[start Information provided]

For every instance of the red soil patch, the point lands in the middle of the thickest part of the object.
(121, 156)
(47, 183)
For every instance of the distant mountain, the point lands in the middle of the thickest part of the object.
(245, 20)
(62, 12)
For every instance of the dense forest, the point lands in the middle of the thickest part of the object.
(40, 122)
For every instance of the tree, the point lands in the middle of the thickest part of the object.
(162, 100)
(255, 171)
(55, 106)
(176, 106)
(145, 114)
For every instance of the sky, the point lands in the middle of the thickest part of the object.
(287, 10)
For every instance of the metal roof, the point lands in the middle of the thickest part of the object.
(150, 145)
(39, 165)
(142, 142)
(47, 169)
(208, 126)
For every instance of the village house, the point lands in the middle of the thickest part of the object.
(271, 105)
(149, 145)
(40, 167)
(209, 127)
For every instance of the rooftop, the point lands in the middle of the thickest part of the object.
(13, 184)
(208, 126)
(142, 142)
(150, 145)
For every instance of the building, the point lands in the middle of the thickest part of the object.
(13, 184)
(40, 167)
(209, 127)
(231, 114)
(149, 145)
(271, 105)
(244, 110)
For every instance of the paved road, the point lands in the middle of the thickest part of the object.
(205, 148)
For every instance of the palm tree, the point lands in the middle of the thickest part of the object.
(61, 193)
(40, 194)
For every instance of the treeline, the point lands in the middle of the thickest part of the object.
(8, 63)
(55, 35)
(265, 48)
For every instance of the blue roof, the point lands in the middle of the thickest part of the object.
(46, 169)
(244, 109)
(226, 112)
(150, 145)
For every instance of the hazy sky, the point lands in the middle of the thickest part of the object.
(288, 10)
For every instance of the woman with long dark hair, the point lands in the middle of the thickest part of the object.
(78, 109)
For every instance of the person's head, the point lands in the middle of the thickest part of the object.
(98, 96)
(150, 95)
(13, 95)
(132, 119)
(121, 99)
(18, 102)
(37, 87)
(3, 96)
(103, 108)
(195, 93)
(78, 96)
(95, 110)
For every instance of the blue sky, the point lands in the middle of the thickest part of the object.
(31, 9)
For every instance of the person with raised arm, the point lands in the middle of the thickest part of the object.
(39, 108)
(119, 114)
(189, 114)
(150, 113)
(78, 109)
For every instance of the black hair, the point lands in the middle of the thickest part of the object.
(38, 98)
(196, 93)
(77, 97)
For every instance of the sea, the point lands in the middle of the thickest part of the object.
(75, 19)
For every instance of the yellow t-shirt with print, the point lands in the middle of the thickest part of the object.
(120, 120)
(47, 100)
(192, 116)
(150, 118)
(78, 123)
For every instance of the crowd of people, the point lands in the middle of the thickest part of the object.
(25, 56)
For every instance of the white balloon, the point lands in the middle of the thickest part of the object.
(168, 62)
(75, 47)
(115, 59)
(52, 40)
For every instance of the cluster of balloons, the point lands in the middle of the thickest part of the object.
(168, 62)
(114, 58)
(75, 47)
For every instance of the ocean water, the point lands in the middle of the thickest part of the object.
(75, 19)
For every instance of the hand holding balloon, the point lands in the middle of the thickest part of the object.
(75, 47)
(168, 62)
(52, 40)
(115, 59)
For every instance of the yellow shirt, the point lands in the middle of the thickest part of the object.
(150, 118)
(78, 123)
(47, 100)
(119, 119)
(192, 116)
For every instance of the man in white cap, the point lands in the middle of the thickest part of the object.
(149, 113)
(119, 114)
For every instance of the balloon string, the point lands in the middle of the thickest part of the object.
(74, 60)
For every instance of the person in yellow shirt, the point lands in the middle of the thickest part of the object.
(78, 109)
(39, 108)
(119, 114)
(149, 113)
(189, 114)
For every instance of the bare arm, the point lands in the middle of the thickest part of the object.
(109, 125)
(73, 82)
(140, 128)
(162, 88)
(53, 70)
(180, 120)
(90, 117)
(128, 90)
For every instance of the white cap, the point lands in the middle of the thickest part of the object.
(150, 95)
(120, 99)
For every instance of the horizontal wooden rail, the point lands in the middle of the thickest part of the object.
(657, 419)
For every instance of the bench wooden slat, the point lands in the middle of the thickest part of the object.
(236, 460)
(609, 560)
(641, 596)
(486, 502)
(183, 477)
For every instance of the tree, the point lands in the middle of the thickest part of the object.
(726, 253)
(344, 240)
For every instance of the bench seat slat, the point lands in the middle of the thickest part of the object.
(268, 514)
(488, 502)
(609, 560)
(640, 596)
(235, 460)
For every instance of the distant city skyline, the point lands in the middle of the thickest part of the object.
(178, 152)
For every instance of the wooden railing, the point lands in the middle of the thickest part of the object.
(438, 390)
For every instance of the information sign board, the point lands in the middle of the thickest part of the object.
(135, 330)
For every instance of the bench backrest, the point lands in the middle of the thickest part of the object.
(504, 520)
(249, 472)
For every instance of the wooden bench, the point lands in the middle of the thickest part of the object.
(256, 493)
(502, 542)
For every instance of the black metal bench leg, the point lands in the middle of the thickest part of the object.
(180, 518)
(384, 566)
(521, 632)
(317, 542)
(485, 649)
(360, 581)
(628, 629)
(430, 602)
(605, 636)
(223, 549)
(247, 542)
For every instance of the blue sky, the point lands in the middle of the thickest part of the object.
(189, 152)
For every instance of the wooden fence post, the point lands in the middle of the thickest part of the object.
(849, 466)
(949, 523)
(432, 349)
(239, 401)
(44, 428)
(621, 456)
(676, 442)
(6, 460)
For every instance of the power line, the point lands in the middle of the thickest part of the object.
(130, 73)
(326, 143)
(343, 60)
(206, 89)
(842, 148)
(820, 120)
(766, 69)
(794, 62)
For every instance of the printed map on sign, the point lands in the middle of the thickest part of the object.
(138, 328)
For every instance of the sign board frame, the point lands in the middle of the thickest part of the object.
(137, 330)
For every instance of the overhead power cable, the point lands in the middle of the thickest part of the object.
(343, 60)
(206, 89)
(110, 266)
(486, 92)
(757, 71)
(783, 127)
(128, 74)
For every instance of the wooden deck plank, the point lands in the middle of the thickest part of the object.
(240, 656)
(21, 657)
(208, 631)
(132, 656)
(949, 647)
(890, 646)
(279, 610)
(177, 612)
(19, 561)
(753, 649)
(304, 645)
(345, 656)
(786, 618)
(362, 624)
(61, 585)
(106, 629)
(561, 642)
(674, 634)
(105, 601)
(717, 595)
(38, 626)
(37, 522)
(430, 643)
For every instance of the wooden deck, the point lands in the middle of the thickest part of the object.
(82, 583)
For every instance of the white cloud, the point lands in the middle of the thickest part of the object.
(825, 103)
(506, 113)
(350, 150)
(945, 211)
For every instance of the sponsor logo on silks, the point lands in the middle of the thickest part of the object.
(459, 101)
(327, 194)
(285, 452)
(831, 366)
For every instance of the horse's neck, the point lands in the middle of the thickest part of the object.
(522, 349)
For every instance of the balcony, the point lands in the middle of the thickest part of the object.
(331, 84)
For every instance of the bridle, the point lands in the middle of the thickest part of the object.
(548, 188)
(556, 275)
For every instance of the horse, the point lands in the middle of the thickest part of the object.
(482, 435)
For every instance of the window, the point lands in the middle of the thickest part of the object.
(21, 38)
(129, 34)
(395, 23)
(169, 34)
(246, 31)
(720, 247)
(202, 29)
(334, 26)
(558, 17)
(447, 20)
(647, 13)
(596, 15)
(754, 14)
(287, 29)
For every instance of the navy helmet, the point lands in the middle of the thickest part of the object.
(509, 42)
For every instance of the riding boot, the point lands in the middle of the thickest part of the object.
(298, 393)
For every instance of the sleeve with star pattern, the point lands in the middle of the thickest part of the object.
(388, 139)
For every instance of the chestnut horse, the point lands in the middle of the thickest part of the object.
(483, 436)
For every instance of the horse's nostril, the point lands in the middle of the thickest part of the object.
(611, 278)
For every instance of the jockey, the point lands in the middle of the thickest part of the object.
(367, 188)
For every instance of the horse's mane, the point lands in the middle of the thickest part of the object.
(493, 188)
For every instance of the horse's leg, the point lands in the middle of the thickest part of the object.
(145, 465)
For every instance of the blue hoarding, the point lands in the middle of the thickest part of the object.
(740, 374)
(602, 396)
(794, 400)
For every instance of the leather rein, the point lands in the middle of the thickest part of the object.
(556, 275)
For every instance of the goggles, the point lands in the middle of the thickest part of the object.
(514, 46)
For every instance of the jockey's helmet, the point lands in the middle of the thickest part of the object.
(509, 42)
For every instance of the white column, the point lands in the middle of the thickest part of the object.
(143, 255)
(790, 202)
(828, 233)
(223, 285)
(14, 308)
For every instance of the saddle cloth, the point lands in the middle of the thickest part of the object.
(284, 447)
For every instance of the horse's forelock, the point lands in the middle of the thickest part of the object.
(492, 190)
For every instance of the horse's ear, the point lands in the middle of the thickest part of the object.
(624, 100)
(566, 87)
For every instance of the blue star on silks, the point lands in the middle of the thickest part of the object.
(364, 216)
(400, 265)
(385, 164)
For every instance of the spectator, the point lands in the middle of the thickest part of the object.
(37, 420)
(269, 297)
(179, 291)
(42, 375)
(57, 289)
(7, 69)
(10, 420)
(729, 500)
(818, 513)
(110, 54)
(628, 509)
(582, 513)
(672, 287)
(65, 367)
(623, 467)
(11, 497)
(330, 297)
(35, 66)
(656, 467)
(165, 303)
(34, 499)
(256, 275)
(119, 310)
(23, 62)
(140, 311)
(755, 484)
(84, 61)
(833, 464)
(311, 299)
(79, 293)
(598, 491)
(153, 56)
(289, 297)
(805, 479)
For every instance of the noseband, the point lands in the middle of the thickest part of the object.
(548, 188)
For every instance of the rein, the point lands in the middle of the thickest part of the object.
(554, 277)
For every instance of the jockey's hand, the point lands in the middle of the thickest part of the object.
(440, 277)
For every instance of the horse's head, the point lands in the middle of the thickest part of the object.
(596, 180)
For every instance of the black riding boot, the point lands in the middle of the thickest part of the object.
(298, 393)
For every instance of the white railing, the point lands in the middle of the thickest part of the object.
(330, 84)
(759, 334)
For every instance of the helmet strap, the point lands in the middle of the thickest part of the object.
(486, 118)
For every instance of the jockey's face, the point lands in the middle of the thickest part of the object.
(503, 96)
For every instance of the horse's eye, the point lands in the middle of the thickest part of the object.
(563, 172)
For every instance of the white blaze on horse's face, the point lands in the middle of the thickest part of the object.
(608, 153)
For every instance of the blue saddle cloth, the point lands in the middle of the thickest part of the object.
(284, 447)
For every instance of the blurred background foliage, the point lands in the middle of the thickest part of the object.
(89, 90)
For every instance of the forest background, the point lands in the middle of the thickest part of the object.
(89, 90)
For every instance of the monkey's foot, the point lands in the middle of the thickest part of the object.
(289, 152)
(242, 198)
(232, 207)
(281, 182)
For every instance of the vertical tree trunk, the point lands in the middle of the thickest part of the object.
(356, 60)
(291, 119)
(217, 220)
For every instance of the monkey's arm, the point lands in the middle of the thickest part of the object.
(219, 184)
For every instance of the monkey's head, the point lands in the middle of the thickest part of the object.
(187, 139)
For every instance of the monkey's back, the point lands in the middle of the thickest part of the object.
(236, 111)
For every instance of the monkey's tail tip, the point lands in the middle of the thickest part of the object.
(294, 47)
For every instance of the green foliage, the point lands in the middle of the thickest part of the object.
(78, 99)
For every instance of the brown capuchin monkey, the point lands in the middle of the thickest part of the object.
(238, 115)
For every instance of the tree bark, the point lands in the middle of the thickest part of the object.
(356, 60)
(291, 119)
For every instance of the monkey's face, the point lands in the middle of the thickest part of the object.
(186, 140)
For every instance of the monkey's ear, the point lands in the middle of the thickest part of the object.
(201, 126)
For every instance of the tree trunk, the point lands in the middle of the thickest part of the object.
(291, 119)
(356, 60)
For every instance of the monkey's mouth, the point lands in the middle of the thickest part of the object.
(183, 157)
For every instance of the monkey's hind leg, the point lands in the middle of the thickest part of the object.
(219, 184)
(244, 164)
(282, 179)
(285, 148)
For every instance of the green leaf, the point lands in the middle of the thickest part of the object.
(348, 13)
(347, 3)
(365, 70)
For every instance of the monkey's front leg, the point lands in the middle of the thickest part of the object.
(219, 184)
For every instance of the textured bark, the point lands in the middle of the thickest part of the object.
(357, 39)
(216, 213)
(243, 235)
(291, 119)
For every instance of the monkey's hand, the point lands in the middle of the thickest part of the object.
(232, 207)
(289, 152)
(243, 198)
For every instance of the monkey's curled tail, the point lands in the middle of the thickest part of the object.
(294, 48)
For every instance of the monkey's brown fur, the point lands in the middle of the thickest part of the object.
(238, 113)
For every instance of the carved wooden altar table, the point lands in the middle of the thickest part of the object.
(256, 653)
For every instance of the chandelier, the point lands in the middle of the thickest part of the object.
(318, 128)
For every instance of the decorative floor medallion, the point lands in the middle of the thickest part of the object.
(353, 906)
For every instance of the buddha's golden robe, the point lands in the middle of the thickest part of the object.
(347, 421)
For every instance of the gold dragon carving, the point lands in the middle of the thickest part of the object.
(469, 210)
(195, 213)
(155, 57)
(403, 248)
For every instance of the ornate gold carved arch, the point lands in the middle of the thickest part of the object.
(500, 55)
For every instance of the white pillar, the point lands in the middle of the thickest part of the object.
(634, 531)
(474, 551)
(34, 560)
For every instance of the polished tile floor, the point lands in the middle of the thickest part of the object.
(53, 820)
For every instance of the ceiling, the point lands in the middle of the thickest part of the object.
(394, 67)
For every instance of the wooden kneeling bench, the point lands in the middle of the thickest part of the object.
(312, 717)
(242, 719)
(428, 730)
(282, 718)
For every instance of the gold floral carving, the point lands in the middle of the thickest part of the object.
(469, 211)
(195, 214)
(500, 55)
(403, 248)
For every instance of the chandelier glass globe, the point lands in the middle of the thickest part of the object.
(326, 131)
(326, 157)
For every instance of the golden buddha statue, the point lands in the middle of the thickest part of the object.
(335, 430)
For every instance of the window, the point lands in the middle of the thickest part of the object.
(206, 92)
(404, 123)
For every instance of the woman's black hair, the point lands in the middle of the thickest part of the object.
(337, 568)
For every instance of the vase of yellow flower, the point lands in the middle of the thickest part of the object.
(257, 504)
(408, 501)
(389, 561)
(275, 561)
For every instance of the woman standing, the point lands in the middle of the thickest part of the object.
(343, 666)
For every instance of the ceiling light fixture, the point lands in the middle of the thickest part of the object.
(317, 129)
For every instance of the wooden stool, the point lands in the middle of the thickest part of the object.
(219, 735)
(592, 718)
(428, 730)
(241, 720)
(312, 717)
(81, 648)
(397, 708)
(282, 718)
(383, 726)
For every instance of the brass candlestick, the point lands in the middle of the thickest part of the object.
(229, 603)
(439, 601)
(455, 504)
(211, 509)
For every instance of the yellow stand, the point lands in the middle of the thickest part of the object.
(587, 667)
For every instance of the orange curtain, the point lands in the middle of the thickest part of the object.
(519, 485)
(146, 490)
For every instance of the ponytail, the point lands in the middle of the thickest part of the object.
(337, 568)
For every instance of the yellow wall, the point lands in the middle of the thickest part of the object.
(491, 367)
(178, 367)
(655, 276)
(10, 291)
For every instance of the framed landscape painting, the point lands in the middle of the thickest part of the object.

[end Information provided]

**Exercise requirements**:
Copy out everything from the line containing "For every instance of the yellow wall, the" down to the final line of the block, keeping each line unchanged.

**Result of this exercise**:
For every instance of the yellow wall, the point lands in the middle of the thickest part of the object.
(491, 367)
(178, 367)
(655, 276)
(10, 291)
For every instance of the framed landscape painting, the point lands in the middle of the thickest part of the object.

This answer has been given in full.